Stored records »
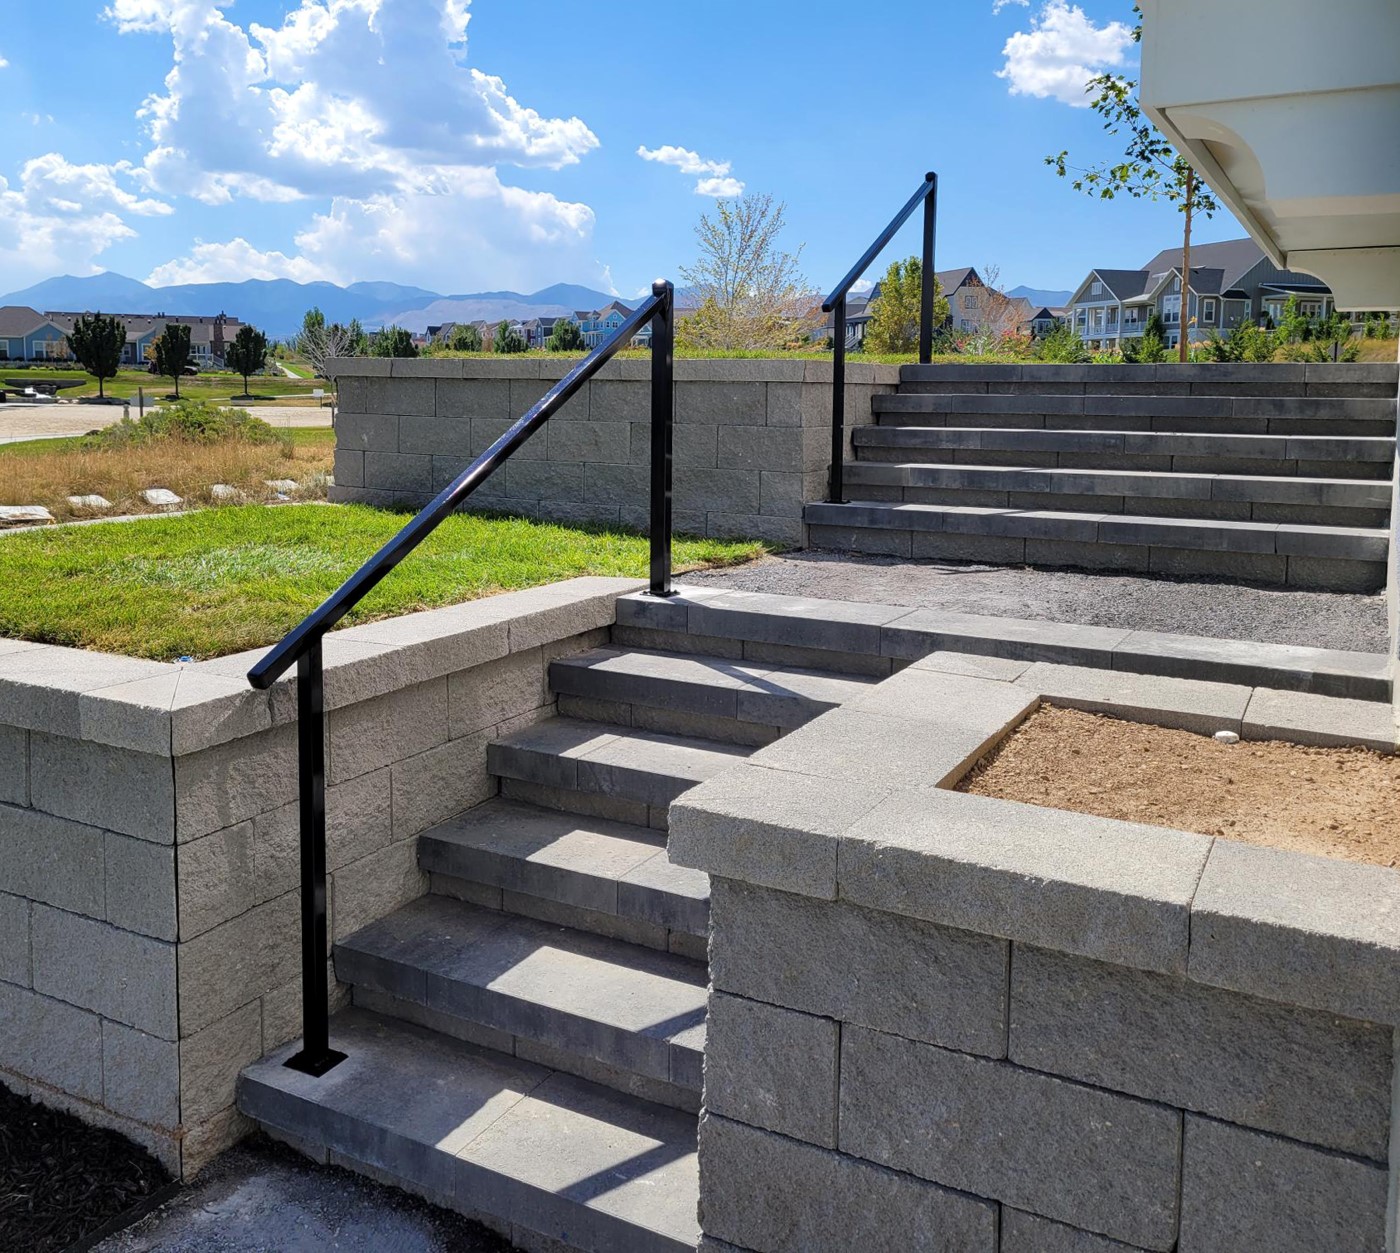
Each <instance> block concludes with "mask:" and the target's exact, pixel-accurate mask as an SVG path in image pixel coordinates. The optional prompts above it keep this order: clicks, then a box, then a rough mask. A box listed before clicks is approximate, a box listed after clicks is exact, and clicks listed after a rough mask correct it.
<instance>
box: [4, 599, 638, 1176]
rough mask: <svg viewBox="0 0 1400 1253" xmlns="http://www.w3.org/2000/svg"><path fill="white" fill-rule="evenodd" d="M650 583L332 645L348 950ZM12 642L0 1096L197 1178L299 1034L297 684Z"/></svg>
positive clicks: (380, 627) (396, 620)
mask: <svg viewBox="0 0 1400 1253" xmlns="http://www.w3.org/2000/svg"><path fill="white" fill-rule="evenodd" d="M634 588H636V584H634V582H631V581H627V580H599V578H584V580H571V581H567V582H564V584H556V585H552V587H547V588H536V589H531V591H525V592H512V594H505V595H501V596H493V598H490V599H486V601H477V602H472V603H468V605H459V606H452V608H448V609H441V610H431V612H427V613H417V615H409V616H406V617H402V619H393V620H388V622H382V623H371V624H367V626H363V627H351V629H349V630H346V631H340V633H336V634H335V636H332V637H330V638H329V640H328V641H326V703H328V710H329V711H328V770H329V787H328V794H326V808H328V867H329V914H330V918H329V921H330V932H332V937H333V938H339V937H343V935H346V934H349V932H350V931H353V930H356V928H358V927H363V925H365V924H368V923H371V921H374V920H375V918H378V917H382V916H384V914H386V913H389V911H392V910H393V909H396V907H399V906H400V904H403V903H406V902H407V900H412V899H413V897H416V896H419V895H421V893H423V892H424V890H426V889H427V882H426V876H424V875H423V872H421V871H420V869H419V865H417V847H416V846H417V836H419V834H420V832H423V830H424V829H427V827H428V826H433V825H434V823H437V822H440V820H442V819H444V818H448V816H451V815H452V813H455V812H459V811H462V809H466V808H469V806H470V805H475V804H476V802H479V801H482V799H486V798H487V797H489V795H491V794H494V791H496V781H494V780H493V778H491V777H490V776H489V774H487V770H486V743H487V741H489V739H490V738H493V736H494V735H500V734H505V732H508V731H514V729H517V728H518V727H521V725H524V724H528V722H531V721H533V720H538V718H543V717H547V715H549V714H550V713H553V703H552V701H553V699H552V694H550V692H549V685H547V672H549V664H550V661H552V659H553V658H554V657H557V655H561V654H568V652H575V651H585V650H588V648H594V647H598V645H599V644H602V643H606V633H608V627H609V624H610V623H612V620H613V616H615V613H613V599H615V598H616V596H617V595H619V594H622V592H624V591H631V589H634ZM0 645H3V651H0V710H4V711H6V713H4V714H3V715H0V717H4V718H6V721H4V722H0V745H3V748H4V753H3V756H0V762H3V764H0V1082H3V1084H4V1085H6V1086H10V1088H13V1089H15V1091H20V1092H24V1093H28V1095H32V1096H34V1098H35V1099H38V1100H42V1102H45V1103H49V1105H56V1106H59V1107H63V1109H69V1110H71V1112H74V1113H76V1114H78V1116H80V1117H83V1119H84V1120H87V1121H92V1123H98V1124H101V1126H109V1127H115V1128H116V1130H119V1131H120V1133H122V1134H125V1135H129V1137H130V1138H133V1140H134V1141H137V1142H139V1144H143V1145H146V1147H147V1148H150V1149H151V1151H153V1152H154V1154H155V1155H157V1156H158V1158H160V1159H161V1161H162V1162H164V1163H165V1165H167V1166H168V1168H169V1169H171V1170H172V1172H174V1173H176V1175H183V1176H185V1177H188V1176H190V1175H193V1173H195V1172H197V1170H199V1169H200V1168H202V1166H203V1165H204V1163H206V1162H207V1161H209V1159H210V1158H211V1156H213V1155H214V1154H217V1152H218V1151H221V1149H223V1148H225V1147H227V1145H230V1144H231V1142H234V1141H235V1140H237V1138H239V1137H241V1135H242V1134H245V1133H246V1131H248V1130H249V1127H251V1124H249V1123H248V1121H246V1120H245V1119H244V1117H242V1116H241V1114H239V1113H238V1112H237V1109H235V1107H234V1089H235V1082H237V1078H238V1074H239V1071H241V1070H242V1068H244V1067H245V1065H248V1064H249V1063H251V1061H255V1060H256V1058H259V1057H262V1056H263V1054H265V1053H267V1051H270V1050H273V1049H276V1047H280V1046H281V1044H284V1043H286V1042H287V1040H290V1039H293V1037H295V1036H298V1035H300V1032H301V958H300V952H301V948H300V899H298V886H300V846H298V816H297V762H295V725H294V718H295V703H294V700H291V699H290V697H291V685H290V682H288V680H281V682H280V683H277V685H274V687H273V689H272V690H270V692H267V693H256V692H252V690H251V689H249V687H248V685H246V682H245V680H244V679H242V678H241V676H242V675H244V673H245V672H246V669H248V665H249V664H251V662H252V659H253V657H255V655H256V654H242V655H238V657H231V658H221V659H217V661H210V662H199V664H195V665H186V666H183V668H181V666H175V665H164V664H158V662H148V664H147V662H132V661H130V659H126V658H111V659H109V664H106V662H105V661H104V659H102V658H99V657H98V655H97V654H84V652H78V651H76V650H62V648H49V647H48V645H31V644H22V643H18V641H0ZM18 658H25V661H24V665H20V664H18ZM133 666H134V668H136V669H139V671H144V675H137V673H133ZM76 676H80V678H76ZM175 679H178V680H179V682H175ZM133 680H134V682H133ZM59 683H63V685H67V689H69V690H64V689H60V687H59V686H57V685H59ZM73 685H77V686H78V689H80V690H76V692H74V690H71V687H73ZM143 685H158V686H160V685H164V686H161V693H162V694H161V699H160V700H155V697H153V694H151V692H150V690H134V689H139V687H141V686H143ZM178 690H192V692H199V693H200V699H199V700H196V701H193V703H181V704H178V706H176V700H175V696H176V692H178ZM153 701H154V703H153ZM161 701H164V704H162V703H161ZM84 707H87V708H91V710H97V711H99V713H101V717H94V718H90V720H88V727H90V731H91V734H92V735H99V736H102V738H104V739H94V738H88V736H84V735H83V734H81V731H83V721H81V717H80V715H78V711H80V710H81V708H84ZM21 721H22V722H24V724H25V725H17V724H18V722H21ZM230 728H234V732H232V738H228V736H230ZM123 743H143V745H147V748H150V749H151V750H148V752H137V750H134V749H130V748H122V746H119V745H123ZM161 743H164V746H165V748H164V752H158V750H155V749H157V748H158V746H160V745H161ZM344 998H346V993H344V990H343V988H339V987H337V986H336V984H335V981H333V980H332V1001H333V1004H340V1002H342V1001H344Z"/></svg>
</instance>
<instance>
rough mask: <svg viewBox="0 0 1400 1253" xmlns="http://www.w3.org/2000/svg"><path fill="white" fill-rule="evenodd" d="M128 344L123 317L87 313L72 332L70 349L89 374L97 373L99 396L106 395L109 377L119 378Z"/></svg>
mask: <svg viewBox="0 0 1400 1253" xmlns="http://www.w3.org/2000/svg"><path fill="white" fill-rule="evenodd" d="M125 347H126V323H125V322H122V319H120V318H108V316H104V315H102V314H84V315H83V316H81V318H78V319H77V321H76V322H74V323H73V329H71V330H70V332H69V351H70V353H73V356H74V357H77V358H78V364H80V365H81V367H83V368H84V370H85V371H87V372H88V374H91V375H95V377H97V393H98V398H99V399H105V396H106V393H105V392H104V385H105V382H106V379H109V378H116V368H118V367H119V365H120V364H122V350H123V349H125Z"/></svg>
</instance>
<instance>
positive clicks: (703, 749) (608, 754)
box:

What you should do »
Type the lines above out again exactly as they appear, skipping every picture.

Response to this exercise »
Each <instance> block concludes with "mask:" and the target's exact, pixel-accurate mask as an SVG path in image pixel coordinates. The optional prompts above it keep this order: clicks, then a box, then a rough mask. A box listed before clicks is approximate, a box listed after clicks is exact, and clicks listed after a rough mask correct it.
<instance>
box: [4, 599, 638, 1176]
rough mask: <svg viewBox="0 0 1400 1253" xmlns="http://www.w3.org/2000/svg"><path fill="white" fill-rule="evenodd" d="M650 583L332 645L348 950ZM12 642L0 1096L197 1178L299 1034L297 684Z"/></svg>
positive clicks: (380, 627) (396, 620)
mask: <svg viewBox="0 0 1400 1253" xmlns="http://www.w3.org/2000/svg"><path fill="white" fill-rule="evenodd" d="M634 588H636V584H634V582H631V581H627V580H599V578H584V580H571V581H567V582H564V584H556V585H552V587H547V588H536V589H531V591H525V592H512V594H505V595H501V596H493V598H490V599H486V601H477V602H472V603H468V605H459V606H452V608H448V609H441V610H431V612H427V613H417V615H409V616H406V617H402V619H393V620H388V622H382V623H371V624H367V626H363V627H351V629H349V630H346V631H340V633H336V634H335V636H332V637H330V638H329V640H328V641H326V703H328V710H329V711H328V770H329V787H328V794H326V808H328V867H329V914H330V918H329V921H330V932H332V937H333V938H339V937H343V935H346V934H349V932H350V931H353V930H356V928H358V927H363V925H365V924H368V923H371V921H374V920H375V918H378V917H382V916H384V914H386V913H389V911H392V910H393V909H396V907H399V906H400V904H403V903H406V902H407V900H412V899H413V897H416V896H419V895H421V893H423V892H424V890H426V889H427V882H426V876H424V875H423V872H421V871H420V869H419V865H417V847H416V846H417V836H419V834H420V832H423V830H424V829H427V827H428V826H433V825H434V823H437V822H440V820H442V819H444V818H448V816H451V815H452V813H455V812H459V811H462V809H466V808H469V806H470V805H475V804H476V802H479V801H482V799H486V798H487V797H489V795H491V794H494V791H496V781H494V780H493V778H491V777H490V776H489V774H487V770H486V743H487V741H489V739H490V738H493V736H494V735H500V734H505V732H508V731H514V729H517V728H518V727H521V725H524V724H528V722H531V721H533V720H538V718H543V717H547V715H549V714H550V713H553V703H552V701H553V699H552V694H550V692H549V685H547V672H549V664H550V661H552V659H553V658H554V657H557V655H561V654H568V652H575V651H585V650H588V648H594V647H598V645H599V644H602V643H606V633H608V627H609V624H610V623H612V620H613V616H615V613H613V599H615V598H616V596H617V595H619V594H622V592H624V591H631V589H634ZM0 645H3V651H0V710H4V711H6V713H4V714H3V715H0V717H4V718H6V721H4V722H0V745H3V748H4V753H3V756H0V762H3V764H0V1082H3V1084H4V1085H6V1086H10V1088H13V1089H15V1091H20V1092H24V1093H28V1095H32V1096H34V1098H35V1099H38V1100H42V1102H45V1103H49V1105H56V1106H59V1107H63V1109H69V1110H71V1112H74V1113H76V1114H78V1116H80V1117H83V1119H84V1120H87V1121H92V1123H98V1124H101V1126H109V1127H115V1128H116V1130H119V1131H120V1133H122V1134H125V1135H129V1137H130V1138H133V1140H134V1141H137V1142H139V1144H143V1145H146V1147H147V1148H150V1149H151V1151H153V1152H154V1154H155V1155H157V1156H158V1158H160V1159H161V1161H162V1162H164V1163H165V1165H167V1166H168V1168H169V1169H171V1170H172V1172H174V1173H176V1175H183V1176H185V1177H188V1176H190V1175H193V1173H195V1172H197V1170H199V1169H200V1168H202V1166H203V1165H204V1163H206V1162H207V1161H209V1159H210V1158H211V1156H213V1155H214V1154H217V1152H218V1151H221V1149H223V1148H225V1147H227V1145H230V1144H231V1142H234V1141H235V1140H237V1138H239V1137H241V1135H242V1134H245V1133H246V1131H248V1130H249V1127H251V1124H249V1123H248V1121H246V1120H245V1119H244V1117H242V1116H241V1114H239V1113H238V1112H237V1109H235V1107H234V1089H235V1082H237V1078H238V1074H239V1071H241V1070H242V1068H244V1067H245V1065H248V1064H249V1063H251V1061H255V1060H256V1058H259V1057H262V1056H263V1054H265V1053H267V1051H270V1050H273V1049H276V1047H280V1046H281V1044H284V1043H286V1042H287V1040H290V1039H293V1037H295V1036H298V1035H300V1032H301V958H300V952H301V948H300V899H298V886H300V846H298V816H297V762H295V725H294V718H295V703H294V700H291V699H290V697H291V685H290V682H288V680H281V682H280V683H277V685H274V687H273V689H272V690H270V692H267V693H256V692H252V690H251V689H249V687H248V685H246V682H245V680H244V679H242V678H241V676H242V675H244V673H245V672H246V669H248V665H249V664H251V662H252V659H253V657H255V655H256V654H242V655H238V657H231V658H221V659H217V661H210V662H199V664H195V665H186V666H183V668H181V666H175V665H164V664H158V662H148V664H147V662H132V661H130V659H126V658H111V659H109V664H106V662H105V661H104V659H102V658H99V657H98V655H97V654H84V652H78V651H76V650H62V648H49V647H48V645H31V644H22V643H18V641H0ZM18 658H25V661H24V665H20V664H18ZM133 666H134V668H136V669H139V671H144V675H137V673H133ZM76 676H80V678H76ZM175 679H178V680H179V682H175ZM133 680H134V682H133ZM59 683H63V685H67V689H69V690H64V689H60V687H59V686H57V685H59ZM73 685H77V686H78V689H80V690H76V692H74V690H71V687H73ZM143 685H158V686H160V685H164V686H161V693H162V694H161V699H160V700H155V697H153V694H151V692H150V690H134V689H139V687H141V686H143ZM178 690H192V692H199V693H200V699H199V700H196V701H193V703H181V704H178V706H176V700H175V696H176V692H178ZM153 701H154V703H153ZM161 701H164V704H162V703H161ZM84 707H87V708H91V710H97V711H99V713H101V717H94V718H90V720H88V727H90V731H91V734H92V735H99V736H102V738H104V739H94V738H88V736H84V735H83V734H81V731H83V721H81V717H80V715H78V711H80V710H81V708H84ZM21 721H22V722H24V724H25V725H17V724H18V722H21ZM230 728H234V732H232V738H228V736H230ZM123 743H143V745H147V748H150V749H151V750H148V752H137V750H134V749H130V748H122V746H119V745H123ZM161 743H164V746H165V748H164V752H158V750H155V749H157V748H158V746H160V745H161ZM344 998H346V993H344V990H343V988H339V987H337V986H336V984H335V981H333V980H332V1001H333V1004H340V1002H342V1001H344Z"/></svg>
</instance>
<instance>
rough mask: <svg viewBox="0 0 1400 1253" xmlns="http://www.w3.org/2000/svg"><path fill="white" fill-rule="evenodd" d="M128 344L123 317L87 313L72 332L70 349L89 374L97 373L99 396L106 395L109 377L119 378Z"/></svg>
mask: <svg viewBox="0 0 1400 1253" xmlns="http://www.w3.org/2000/svg"><path fill="white" fill-rule="evenodd" d="M125 347H126V323H125V322H122V319H120V318H108V316H104V315H102V314H84V315H83V316H81V318H78V319H77V321H76V322H74V323H73V329H71V330H70V332H69V351H70V353H73V356H74V357H77V358H78V364H80V365H81V367H83V368H84V370H85V371H87V372H88V374H91V375H95V377H97V393H98V398H99V399H105V396H106V393H105V392H104V385H105V382H106V379H109V378H116V368H118V367H119V365H120V364H122V350H123V349H125Z"/></svg>
</instance>
<instance>
positive clicks: (703, 749) (608, 754)
box:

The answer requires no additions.